_STATED EXERCISE_.
In the records below, locate the line containing "like [[581, 82]]."; output that line and every following line through the last, exactly.
MATERIAL PROVIDED start
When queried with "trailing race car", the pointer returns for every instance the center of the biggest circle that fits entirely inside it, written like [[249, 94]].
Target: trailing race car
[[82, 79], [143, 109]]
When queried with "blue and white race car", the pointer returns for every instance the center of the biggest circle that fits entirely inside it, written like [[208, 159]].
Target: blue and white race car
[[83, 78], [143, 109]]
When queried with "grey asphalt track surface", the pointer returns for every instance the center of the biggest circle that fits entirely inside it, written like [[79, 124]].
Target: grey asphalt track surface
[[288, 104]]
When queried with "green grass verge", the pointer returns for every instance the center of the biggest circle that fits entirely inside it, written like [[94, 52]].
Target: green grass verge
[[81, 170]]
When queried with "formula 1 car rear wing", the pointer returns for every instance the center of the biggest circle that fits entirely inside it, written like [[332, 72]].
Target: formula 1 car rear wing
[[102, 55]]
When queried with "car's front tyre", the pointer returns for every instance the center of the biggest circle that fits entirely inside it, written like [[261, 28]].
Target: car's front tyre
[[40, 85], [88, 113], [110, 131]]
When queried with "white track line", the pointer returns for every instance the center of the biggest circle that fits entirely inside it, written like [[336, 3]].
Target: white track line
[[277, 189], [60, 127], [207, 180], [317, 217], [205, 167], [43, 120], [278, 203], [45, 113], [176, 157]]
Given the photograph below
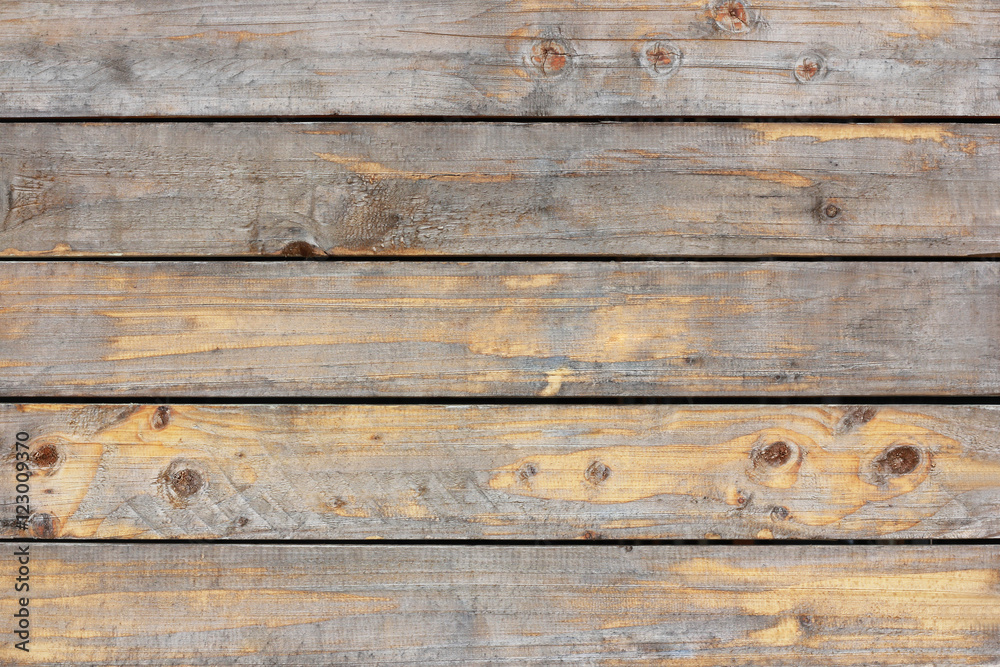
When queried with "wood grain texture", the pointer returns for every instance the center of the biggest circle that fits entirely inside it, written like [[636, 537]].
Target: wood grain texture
[[128, 604], [502, 471], [239, 329], [498, 58], [633, 189]]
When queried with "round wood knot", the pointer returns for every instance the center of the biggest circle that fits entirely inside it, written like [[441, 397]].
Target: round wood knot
[[735, 16], [183, 480], [898, 460], [597, 472], [776, 454], [660, 58], [45, 457], [160, 418], [550, 56]]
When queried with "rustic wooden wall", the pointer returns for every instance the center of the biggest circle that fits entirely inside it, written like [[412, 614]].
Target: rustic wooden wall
[[517, 332]]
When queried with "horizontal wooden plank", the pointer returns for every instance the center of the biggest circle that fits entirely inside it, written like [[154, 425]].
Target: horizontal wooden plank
[[500, 471], [545, 329], [173, 604], [499, 58], [632, 189]]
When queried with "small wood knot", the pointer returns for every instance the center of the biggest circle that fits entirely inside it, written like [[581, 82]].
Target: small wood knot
[[43, 525], [597, 473], [301, 249], [185, 482], [898, 460], [182, 481], [810, 68], [660, 58], [527, 471], [45, 457], [733, 16], [550, 56], [160, 418], [776, 454]]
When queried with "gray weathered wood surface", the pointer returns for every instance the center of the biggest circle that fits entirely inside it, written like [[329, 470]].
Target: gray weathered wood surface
[[155, 604], [545, 329], [505, 471], [514, 57], [639, 189]]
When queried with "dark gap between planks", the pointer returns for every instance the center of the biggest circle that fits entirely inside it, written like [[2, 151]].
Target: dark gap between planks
[[347, 118]]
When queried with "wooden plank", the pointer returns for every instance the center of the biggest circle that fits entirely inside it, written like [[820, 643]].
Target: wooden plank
[[633, 189], [199, 604], [499, 58], [122, 329], [501, 471]]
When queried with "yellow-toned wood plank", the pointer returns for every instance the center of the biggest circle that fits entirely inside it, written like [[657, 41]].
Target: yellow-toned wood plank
[[122, 329], [89, 58], [639, 189], [173, 604], [500, 471]]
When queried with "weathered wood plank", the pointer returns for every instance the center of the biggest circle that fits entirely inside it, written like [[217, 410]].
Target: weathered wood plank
[[148, 604], [494, 189], [124, 329], [500, 57], [502, 471]]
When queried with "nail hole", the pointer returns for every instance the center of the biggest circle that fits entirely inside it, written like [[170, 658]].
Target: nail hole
[[597, 472], [898, 460]]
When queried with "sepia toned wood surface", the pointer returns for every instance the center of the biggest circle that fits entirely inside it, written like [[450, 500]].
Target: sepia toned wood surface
[[544, 329], [210, 604], [354, 472], [176, 58], [625, 189]]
MATERIAL PROVIDED end
_CORRECT RESULT_.
When queried with "small wood knot", the pointer returns for every instance the center of the biggest circle that fits entirely inside it, written like [[581, 82]].
Target: small wood knot
[[43, 525], [597, 473], [301, 249], [185, 482], [898, 460], [182, 481], [810, 68], [660, 58], [527, 471], [45, 457], [733, 16], [550, 56], [160, 418], [776, 454]]
When queried with "gray weathered wood surface", the pointer returns for every instance the center of the biggest circle that fits entirely inside it, written like [[329, 470]].
Target: gray weathered wood surface
[[155, 604], [545, 329], [505, 471], [514, 57], [639, 189]]
When queried with "dark gap between planks", the pointer returns for every instance the center of the biggest circle that fits entirely inside it, written like [[2, 151]].
Target: dark gap between planks
[[347, 118]]
When queried with "wooden plank", the pointer returns for every instance the center of the biggest circle that fits entirely inside it, written like [[820, 643]].
Target: wooden plank
[[633, 189], [199, 604], [499, 58], [122, 329], [501, 471]]
When queried with "yellow-toned wood plank", the pointer returns for every instance the center of the biggest circle that fits entirely inside it, written like [[657, 41]].
Target: yellow-toned wood plank
[[122, 329], [89, 58], [639, 189], [173, 604], [500, 471]]
When queried with "weathered wood plank", the pointer returns for every instance the center of the biggest circle that fits entirely inside it, written like [[217, 410]].
Target: weathered wood plank
[[148, 604], [494, 189], [124, 329], [500, 57], [502, 471]]
When queried with "nail hole", the pointer returns for every instance the center of the biggest circle that fits entirely inside it, written like [[170, 658]].
Target: nail hole
[[597, 472], [898, 460]]
When queried with "sepia toned wood surface", the pointer returns for every instance the center of the biggest circle that fits entirely inside it, written like [[450, 500]].
Target: sepia toned wood surface
[[544, 329], [210, 604], [354, 472], [176, 58], [625, 189]]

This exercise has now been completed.